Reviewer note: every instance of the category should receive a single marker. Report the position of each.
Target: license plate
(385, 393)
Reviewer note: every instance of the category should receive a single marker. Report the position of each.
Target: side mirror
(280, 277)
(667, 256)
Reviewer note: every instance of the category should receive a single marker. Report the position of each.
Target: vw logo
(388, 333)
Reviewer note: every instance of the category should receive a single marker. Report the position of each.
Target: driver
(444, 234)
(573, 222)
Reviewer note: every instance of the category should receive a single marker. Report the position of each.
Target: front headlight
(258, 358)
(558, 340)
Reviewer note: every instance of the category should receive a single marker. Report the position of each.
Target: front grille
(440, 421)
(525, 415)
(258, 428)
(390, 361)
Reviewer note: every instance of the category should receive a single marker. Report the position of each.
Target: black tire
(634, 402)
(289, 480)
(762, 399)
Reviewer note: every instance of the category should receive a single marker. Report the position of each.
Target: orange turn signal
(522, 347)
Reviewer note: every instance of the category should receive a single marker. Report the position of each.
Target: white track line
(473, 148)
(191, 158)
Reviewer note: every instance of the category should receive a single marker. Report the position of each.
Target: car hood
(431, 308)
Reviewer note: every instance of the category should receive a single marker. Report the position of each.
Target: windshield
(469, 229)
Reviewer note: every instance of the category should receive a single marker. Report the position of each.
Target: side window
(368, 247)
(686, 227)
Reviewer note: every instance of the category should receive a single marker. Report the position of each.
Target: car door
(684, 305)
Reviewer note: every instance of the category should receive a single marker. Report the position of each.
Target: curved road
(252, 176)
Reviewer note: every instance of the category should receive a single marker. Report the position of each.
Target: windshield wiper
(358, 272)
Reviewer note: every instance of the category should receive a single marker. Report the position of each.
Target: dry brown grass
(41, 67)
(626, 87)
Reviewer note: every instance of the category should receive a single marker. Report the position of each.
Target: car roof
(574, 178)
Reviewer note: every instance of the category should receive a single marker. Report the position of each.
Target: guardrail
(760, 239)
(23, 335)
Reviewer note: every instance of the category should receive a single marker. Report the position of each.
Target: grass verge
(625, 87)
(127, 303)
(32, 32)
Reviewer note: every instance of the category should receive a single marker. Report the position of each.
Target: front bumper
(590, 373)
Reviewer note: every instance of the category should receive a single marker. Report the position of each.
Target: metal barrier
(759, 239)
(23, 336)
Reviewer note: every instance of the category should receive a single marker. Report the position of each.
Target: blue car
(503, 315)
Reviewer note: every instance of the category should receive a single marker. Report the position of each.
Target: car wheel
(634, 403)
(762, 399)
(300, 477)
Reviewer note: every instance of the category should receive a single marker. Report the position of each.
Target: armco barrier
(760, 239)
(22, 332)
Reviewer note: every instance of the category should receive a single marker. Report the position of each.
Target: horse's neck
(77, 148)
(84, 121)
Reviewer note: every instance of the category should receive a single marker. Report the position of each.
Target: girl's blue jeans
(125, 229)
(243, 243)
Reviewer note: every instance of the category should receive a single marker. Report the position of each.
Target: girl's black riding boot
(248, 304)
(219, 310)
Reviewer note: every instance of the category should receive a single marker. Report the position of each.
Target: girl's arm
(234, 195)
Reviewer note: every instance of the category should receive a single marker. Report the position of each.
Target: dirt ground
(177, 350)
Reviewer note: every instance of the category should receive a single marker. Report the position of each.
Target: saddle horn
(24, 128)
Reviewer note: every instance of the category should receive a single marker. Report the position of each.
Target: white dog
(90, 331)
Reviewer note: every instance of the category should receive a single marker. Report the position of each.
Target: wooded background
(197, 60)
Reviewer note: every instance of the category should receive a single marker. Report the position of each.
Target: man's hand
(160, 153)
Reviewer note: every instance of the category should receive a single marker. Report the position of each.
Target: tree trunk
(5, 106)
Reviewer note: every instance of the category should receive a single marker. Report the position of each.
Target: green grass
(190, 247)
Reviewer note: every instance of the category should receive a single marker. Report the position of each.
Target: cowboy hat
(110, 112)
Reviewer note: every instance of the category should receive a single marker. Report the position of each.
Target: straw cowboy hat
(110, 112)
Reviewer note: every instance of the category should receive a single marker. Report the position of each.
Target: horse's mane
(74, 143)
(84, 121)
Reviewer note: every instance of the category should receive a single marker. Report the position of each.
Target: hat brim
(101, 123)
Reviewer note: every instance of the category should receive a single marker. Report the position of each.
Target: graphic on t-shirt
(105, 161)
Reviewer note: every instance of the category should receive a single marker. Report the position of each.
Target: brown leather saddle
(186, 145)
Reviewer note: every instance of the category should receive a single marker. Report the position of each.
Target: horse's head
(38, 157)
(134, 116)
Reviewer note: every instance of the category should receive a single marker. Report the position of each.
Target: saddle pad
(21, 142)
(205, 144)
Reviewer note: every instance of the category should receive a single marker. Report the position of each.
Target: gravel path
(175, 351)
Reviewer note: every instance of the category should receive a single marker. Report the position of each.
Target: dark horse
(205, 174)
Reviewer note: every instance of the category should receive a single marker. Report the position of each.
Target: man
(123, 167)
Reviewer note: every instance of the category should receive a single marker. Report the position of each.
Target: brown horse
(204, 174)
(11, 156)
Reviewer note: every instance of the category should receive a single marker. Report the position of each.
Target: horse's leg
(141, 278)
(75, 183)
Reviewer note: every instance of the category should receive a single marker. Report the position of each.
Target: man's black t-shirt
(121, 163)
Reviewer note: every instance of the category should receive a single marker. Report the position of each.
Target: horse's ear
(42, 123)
▬▬▬
[Exercise directions]: Print all of the data exactly as it stands above.

[Result below]:
Reviewer note: every instance of the category should receive a single marker. Report the position of each.
Target: license plate
(385, 393)
Reviewer note: every instance of the category should receive a single marker. Report the position of each.
Target: side mirror
(280, 277)
(667, 256)
Reviewer note: every instance of the category should receive a single marker. Report the position of each.
Target: vw logo
(388, 333)
Reviewer note: every instance of the category should receive a single marker. Report the position of each.
Target: driver
(444, 234)
(573, 222)
Reviewer note: every instance of the category should receive a single marker. Report the position of each.
Target: front headlight
(258, 358)
(558, 340)
Reviewer note: every instance of the category should receive a single marker. Report the position of each.
Target: front grille
(440, 421)
(525, 415)
(258, 428)
(390, 361)
Reviewer note: every instance of the category should receive a single marker. Report the position of each.
Target: black tire
(634, 402)
(289, 480)
(762, 399)
Reviewer note: every instance of the category should receive a single marker. Report the position of each.
Target: orange turn signal
(522, 347)
Reviewer note: every instance of the category should receive a single marker. Report the position of each.
Target: white track line
(473, 148)
(191, 158)
Reviewer note: every instance of the category should receive a single marker. Report the position of each.
Target: car hood
(431, 308)
Reviewer note: every instance of the category should receive a single marker. Report the position of each.
Target: windshield
(469, 229)
Reviewer note: every instance of the category should receive a single marker. Report the position of each.
Target: side window
(368, 247)
(686, 227)
Reviewer note: every instance of the category should receive a single marker. Report the position of each.
Target: car door
(684, 305)
Reviewer note: every instance of the category should receive a single marker. Report the position of each.
Target: curved road
(252, 176)
Reviewer note: every instance of the category should receive a single marker. Report the position of each.
Target: windshield wiper
(358, 272)
Reviewer note: every instance of the category should receive a single marker. Report the position of each.
Target: dry brown grass
(41, 67)
(626, 87)
Reviewer note: every instance of the category should receive a single marker. Report the position of each.
Target: car roof
(574, 178)
Reviewer note: every instance of the category should receive a single marker. Report the position of each.
Target: guardrail
(760, 239)
(23, 335)
Reviewer note: every instance of the category should receive a single marker. Report the position of each.
Target: grass verge
(625, 87)
(127, 303)
(32, 32)
Reviewer note: every instance of the category should receive a single marker. Report the position of each.
Target: front bumper
(590, 373)
Reviewer note: every instance of the category should receive a single marker. Report the position of each.
Target: metal barrier
(759, 239)
(23, 336)
Reviewer note: every instance of the category should receive a single marker. Report the position of each.
Target: blue car
(503, 315)
Reviewer note: every instance of the category should receive a single marker. Report the position of each.
Target: car wheel
(634, 403)
(762, 399)
(300, 477)
Reviewer note: every instance of the category should receive a single marker. Report the position of each.
Target: armco barrier
(760, 239)
(22, 332)
Reviewer note: every instance of the category should receive a single marker. Report the position of each.
Target: horse's neck
(77, 148)
(84, 121)
Reviewer note: every instance of the category should receive a single marker. Report the position of each.
Target: girl's blue jeans
(125, 229)
(243, 243)
Reviewer note: every instance of the category should receive a single marker. Report the position of each.
Target: girl's black riding boot
(248, 304)
(219, 310)
Reviewer note: every instance of the category should receive a single marker. Report the position of each.
Target: girl's arm
(234, 195)
Reviewer note: every instance of the category should receive a single marker. Report the position of each.
Target: dirt ground
(177, 350)
Reviewer note: every instance of the category should receive a single marker. Report the position of each.
Target: saddle horn
(24, 128)
Reviewer note: every instance of the category should receive a single marker. Report the position of each.
Target: white dog
(90, 331)
Reviewer note: every instance of the category should receive a single marker. Report the position of each.
Target: wooded background
(197, 60)
Reviewer note: every instance of the category should receive a single marker. Report the position of each.
Target: man's hand
(160, 153)
Reviewer note: every instance of the category should receive a single marker. Report the position of each.
Target: tree trunk
(5, 106)
Reviewer note: every instance of the category should receive a single marker. Report the position of each.
Target: green grass
(190, 247)
Reviewer note: every instance of the category should receive a single marker. Report the position of each.
Target: cowboy hat
(110, 112)
Reviewer note: every instance of the category should receive a single marker. Report the position of each.
Target: straw cowboy hat
(110, 112)
Reviewer note: every instance of the category should receive a single marker. Report the position of each.
Target: horse's mane
(74, 143)
(84, 121)
Reviewer note: every instance of the category should receive a single marker. Report the position of each.
Target: hat brim
(101, 123)
Reviewer note: every instance of the category should receive a single marker. Report the position of each.
Target: graphic on t-shirt
(105, 161)
Reviewer note: every instance of the category should receive a single marker. Report the position of each.
Target: brown leather saddle
(186, 145)
Reviewer note: every instance of the category should receive a single marker. Report the position of each.
Target: horse's head
(38, 157)
(134, 116)
Reviewer note: every instance of the category should receive a single marker. Report the position of each.
Target: saddle pad
(21, 142)
(205, 144)
Reviewer note: every instance of the category should receive a single marker. Report the position of each.
Target: gravel path
(175, 351)
Reviewer note: every instance of the category should receive a single marker. Report the position of each.
Target: dark horse
(205, 174)
Reviewer note: every instance of the category should receive a single marker. Report the position of each.
Target: man
(123, 167)
Reviewer note: every instance of the category should receive a single marker. Report the position of each.
Target: brown horse
(204, 174)
(11, 156)
Reviewer note: every instance of the category should receive a single marker. Report the position of each.
Target: horse's leg
(141, 278)
(75, 183)
Reviewer note: every instance of the category should receive a single marker. Report the position of each.
Target: man's black t-shirt
(121, 163)
Reviewer note: every instance of the category should receive a single marker. Report the position of each.
Target: horse's ear
(42, 123)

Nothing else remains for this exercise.